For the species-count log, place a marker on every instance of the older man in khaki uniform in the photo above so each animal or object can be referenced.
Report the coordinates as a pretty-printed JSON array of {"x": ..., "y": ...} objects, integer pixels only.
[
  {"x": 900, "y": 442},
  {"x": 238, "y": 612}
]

◆ ◆ ◆ ◆ ◆

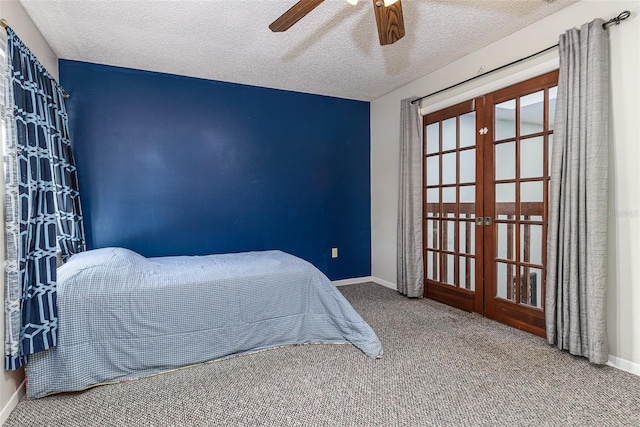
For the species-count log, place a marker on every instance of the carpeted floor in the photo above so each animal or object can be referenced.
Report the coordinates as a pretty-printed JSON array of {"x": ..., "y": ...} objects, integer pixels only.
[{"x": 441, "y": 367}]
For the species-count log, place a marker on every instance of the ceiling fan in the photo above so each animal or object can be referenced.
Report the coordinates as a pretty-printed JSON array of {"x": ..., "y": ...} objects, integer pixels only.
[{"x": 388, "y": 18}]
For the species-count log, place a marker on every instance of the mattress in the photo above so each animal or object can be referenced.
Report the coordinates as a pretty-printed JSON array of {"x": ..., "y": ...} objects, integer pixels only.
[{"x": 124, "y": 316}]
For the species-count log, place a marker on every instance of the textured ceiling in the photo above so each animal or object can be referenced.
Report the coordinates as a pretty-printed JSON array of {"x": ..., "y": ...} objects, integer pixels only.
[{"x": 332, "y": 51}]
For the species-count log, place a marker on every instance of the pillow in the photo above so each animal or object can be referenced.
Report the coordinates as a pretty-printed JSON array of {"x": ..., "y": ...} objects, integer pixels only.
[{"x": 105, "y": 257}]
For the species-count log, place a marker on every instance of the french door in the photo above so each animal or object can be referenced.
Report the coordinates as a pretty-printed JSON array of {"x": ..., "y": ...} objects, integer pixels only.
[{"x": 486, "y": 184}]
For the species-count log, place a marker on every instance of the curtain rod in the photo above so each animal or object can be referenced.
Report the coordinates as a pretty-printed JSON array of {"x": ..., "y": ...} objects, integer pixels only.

◆ ◆ ◆ ◆ ◆

> [AIM OF THE EXERCISE]: Return each line of the entries above that contains the word "ceiling", reproducing every such line in full.

> [PROBLEM SOLUTION]:
For the species-count log, place a marker on every instance of the ceiling fan in the photo above so each animal or object can be referenced.
For the species-count log, place a marker on every instance of the textured ceiling in the photo above so each animal or object can be referenced.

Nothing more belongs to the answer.